AUFGABEN:
1) Welchen Betrag zahlte der Kläger laut der Gerichtsentscheidung am 12. Juli 1973 an das Zollamt Wien?
2) Ändere in der Gerichtsentscheidung den Abschnitt von „Ein öffentlich-rechtlicher Anspruch“ bis „6 Cg 272/77)“ und setze dabei „Abtretung“ an die Stelle von „Legalzession“.
3) Schreib die Gerichtsentscheidung nach ihrem letzten Satz weiter.

OGH 2Ob550/78

OGH2Ob550/7819.10.1978

SZ 51/141

Normen

ABGB §1042 Abs1
ABGB §1358 Abs1
JN §1
ABGB §1042 Abs1
ABGB §1358 Abs1
JN §1

 

Spruch:

Ein öffentlich-rechtlicher Anspruch (hier: Abgabenforderung) kann auch durch eine Legalzession nach § 1358 ABGB in seinem Wesen nicht geändert, mithin nicht zu einem privatrechtlichen Anspruch umgewandelt werden, weshalb der Geltendmachung eines derartigen öffentlich-rechtlichen Anspruches die von Amts wegen wahrzunehmende Unzulässigkeit des Rechtsweges entgegenstunde, doch kann ein Anspruch nach § 1042 ABGB in Betracht kommen

OGH 19. Oktober 1978, 2 Ob 550/78 (OLG Wien, 2 R 48/78; KG St. Pölten 6 Cg 272/77)

Text

Mit der am 27. Mai 1977 eingebrachten Klage begehrt der Kläger vom Beklagten einen Betrag von 95 451 S samt 5% Zinsen seit 12. Juli 1973. Er brachte hiezu vor, daß der Beklagte am 12. Juli 1972 einen LKW an Dr. Heinrich K verkauft und die Lastenfreiheit des Fahrzeuges garantiert habe. Dr. Heinrich K habe im August 1972 den LKW an den Kläger weiterverkauft. Im September 1972 sei der LKW vom Zollamt Wien beschlagnahmt worden, weil für das aus der Bundesrepublik Deutschland nach Österreich eingeführte Fahrzeug infolge mangelhafter Verzollung eine restliche Zollschuld von 95 451 S nicht bezahlt worden sei. Um die Freigabe des Fahrzeuges zu erreichen, habe der Klager am 12. Juli 1973 den Betrag von 95 451 S an das Zollamt Wien bezahlt. Da der Beklagte, der nur infolge grober Fahrlässigkeit von der Minderverzollung keine Kenntnis gehabt habe, für die Zollschuld persönlich hatte, sei diese durch die Zahlung des restlichen Zolles auf den Kläger übergegangen. Darüber hinaus habe Dr. Heinrich K alle seine Ansprüche gegen den Beklagten, insbesondere seine Regreßforderung im Zusammenhang mit dem gegenständlichen Rechtsgeschäft, dem Kläger abgetreten.

VORLIEGENDE DATEN:
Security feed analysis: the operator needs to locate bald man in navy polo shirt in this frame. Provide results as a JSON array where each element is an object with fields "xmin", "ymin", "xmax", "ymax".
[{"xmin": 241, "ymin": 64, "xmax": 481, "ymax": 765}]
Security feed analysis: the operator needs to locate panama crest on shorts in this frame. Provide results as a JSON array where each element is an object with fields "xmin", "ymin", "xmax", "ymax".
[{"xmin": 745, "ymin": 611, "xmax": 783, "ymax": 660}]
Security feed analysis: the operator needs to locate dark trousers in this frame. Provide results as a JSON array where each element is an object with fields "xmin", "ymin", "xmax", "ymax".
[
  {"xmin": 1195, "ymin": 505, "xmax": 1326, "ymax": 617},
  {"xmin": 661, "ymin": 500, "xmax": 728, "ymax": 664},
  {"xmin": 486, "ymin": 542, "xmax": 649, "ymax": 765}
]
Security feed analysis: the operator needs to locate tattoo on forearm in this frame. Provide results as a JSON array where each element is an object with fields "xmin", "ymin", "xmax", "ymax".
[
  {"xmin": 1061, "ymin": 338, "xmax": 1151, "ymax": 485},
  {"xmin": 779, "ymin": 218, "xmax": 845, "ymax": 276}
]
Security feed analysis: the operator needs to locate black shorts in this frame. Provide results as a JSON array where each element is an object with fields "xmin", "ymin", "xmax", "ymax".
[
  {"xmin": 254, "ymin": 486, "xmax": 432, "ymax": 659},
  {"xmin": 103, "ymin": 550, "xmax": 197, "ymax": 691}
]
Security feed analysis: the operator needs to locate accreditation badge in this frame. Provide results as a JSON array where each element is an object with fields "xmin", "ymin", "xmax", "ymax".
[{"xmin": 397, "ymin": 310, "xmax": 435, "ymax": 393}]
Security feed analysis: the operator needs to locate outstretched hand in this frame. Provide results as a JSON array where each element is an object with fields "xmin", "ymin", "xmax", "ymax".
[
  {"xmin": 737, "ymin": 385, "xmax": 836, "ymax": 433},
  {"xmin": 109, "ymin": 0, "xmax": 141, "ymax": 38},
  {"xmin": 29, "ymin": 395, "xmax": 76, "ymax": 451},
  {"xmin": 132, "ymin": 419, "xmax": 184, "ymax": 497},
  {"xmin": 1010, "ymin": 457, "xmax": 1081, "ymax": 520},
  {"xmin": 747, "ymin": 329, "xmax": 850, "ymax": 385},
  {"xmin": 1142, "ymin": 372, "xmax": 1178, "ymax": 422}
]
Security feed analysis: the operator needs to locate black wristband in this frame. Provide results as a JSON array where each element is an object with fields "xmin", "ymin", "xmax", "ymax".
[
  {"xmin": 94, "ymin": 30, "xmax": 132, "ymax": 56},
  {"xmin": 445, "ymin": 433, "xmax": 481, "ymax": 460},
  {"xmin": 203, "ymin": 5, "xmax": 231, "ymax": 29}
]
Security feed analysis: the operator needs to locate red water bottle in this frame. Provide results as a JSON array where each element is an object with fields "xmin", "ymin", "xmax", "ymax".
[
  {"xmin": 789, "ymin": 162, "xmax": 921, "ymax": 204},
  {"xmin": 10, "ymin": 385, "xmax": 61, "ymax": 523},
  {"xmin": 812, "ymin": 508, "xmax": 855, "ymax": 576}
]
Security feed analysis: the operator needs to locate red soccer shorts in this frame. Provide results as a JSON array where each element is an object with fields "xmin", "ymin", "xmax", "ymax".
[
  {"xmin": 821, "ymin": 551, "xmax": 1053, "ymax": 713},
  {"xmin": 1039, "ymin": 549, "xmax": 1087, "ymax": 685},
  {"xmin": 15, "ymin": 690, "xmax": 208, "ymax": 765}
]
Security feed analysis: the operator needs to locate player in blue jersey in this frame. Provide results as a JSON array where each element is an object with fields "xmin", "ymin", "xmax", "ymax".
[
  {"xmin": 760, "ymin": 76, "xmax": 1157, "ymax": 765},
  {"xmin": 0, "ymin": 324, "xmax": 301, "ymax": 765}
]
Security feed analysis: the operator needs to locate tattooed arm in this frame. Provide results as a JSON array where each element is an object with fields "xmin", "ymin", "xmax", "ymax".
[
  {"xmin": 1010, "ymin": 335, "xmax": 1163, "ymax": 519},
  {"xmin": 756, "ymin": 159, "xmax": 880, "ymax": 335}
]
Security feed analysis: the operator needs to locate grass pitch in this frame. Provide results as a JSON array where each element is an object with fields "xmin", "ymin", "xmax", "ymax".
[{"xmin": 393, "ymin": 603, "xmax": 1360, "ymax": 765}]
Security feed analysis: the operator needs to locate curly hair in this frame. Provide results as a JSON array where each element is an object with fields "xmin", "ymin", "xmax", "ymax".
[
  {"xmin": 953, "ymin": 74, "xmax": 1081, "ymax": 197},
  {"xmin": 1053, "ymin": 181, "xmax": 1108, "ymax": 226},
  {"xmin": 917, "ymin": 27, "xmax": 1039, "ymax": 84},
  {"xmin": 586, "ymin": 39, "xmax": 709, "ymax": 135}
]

LÖSUNGEN:
1) 95 451 S

2)
Ein öffentlich-rechtlicher Anspruch (hier: Abgabenforderung) kann auch durch eine Abtretung nach § 1358 ABGB in seinem Wesen nicht geändert, mithin nicht zu einem privatrechtlichen Anspruch umgewandelt werden, weshalb der Geltendmachung eines derartigen öffentlich-rechtlichen Anspruches die von Amts wegen wahrzunehmende Unzulässigkeit des Rechtsweges entgegenstunde, doch kann ein Anspruch nach § 1042 ABGB in Betracht kommen

OGH 19. Oktober 1978, 2 Ob 550/78 (OLG Wien, 2 R 48/78; KG St. Pölten 6 Cg 272/77)

3)
Der Beklagte beantragte die Abweisung des Klagebegehrens und wendete ein, daß er den LKW in gebrauchtem Zustand von einem österreichischen Kraftfahrzeughändler gekauft habe, nachdem der LKW im Oktober 1970 in der Bundesrepublik Deutschland abgemeldet worden sei. Aus dem Kraftfahrzeugbrief habe er entnommen, daß der Lastkraftwagen am 1. März 1971 zur Verzollungsschätzung vorgeführt worden sei. Falls ihn eine besondere Sorgfaltspflicht bezüglich des Nachweises für die Verzollung treffe, so gelte dies auch für den Kläger, welcher gleichfalls Kaufmann sei. Die vom Kläger bezahlte Zollforderung sei ferner überhöht. Eine allfällige Forderung des Klägers sei zudem verjährt, da der Kläger die Klage erst vier Jahre nach Bezahlung der offenen Eingangsabgaben eingebracht habe.

Das Erstgericht gab dem Klagebegehren statt.

Das Berufungsgericht hob das Ersturteil unter Rechtskraftvorbehalt auf und verwies die Rechtssache zur Verfahrensergänzung und neuerlichen Entscheidung an das Erstgericht zurück.

Der Oberste Gerichtshof gab dem Rekurs des Klägers nicht Folge.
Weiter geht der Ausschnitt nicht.